→ **Task to complete**: Please output the data word for word, from its first line to the line with "point(147, 348)", both ends included. Leave the pictures out of your answer.

→ **Stored data**:

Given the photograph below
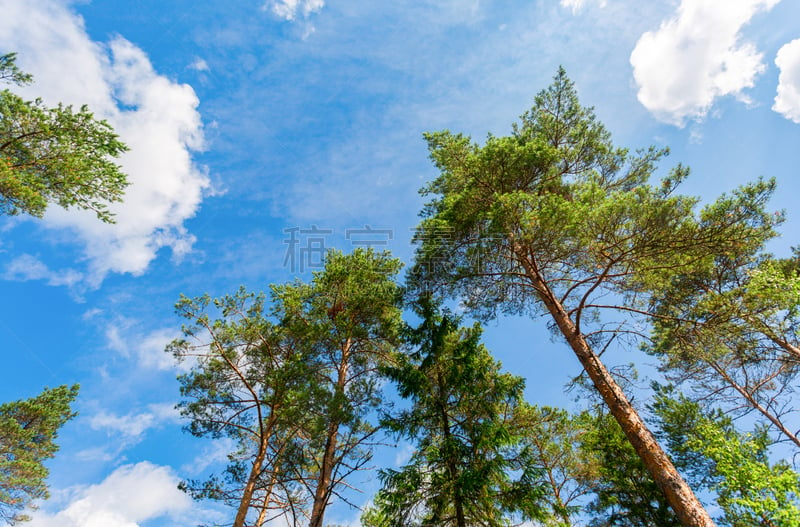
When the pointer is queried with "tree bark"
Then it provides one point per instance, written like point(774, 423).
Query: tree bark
point(250, 487)
point(679, 495)
point(322, 492)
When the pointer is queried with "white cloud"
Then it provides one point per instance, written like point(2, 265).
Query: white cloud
point(695, 57)
point(577, 5)
point(130, 428)
point(129, 496)
point(154, 115)
point(199, 65)
point(787, 101)
point(27, 267)
point(290, 9)
point(147, 348)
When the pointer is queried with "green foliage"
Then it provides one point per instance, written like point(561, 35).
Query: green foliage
point(732, 332)
point(461, 424)
point(551, 440)
point(54, 155)
point(251, 382)
point(750, 489)
point(293, 382)
point(28, 430)
point(625, 493)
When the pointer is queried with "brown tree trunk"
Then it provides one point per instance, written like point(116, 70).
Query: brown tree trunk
point(679, 495)
point(322, 492)
point(250, 487)
point(452, 469)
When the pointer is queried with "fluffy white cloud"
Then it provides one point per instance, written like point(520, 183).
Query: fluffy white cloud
point(695, 57)
point(577, 5)
point(290, 9)
point(27, 267)
point(124, 337)
point(787, 101)
point(130, 428)
point(129, 496)
point(155, 116)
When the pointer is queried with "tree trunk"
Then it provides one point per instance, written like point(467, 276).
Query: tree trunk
point(452, 468)
point(322, 492)
point(679, 495)
point(250, 487)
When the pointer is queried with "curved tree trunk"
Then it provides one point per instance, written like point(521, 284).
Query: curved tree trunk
point(679, 495)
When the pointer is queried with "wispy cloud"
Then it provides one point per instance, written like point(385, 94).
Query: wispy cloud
point(154, 115)
point(145, 346)
point(131, 428)
point(27, 267)
point(293, 9)
point(695, 57)
point(577, 5)
point(128, 497)
point(787, 101)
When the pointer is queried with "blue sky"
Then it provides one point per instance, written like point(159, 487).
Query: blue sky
point(248, 119)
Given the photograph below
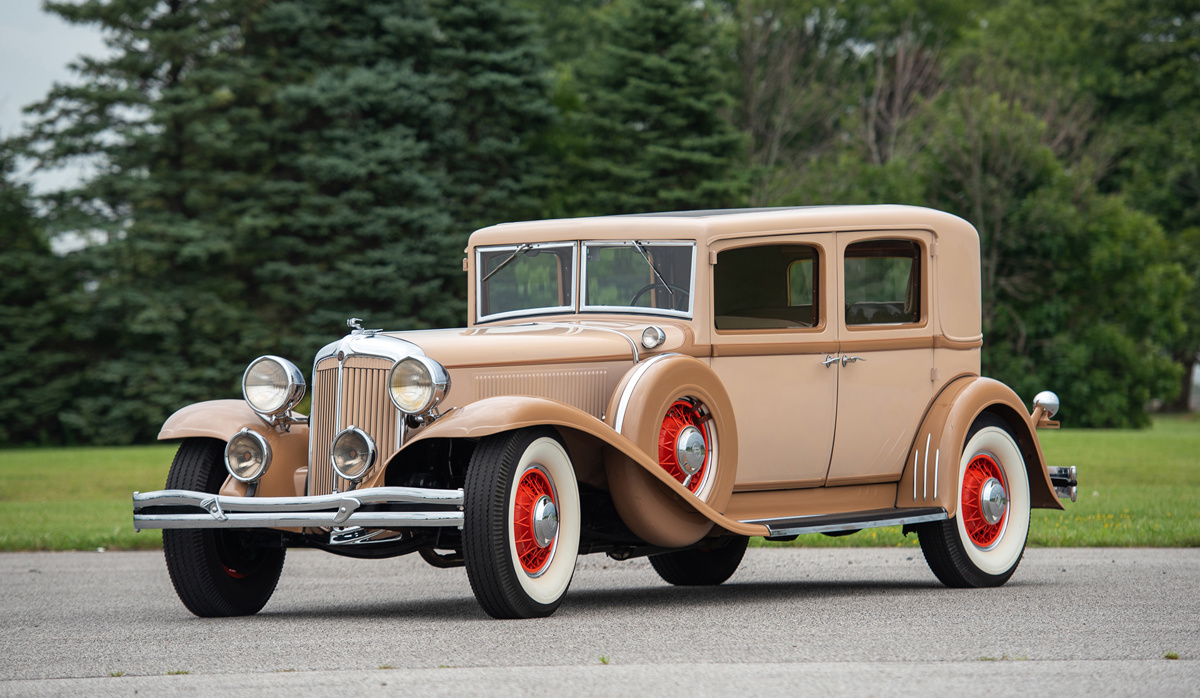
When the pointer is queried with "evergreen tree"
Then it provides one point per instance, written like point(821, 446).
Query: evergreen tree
point(652, 124)
point(39, 361)
point(271, 168)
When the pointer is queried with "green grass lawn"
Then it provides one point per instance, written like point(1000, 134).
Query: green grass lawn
point(1137, 488)
point(78, 499)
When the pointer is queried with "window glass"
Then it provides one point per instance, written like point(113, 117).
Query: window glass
point(526, 278)
point(767, 287)
point(654, 276)
point(799, 282)
point(882, 282)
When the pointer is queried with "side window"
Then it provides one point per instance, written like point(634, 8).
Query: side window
point(766, 287)
point(882, 282)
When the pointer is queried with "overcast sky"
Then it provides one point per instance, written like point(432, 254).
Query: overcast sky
point(35, 49)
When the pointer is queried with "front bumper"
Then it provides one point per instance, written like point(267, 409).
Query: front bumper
point(394, 507)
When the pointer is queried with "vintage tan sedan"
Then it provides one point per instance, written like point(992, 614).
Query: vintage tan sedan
point(665, 385)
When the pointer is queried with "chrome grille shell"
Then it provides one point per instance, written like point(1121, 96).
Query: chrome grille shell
point(349, 380)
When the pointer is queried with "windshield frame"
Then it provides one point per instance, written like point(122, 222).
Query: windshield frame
point(637, 310)
point(480, 272)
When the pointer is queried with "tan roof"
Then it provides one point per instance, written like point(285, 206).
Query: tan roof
point(715, 224)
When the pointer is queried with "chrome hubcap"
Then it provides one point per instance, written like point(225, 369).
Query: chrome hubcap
point(545, 521)
point(993, 500)
point(690, 450)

→ **Response to the task**:
Given the photograph below
When the pointer is queried with "tree bark"
Then it provides one point per instance, written like point(774, 423).
Query: tree bark
point(250, 487)
point(679, 495)
point(322, 492)
When the pointer is queried with "white cloud"
Then it provides one point per instance, written like point(2, 265).
Query: white cloud
point(695, 57)
point(577, 5)
point(130, 428)
point(129, 496)
point(154, 115)
point(199, 65)
point(787, 101)
point(27, 267)
point(290, 9)
point(147, 348)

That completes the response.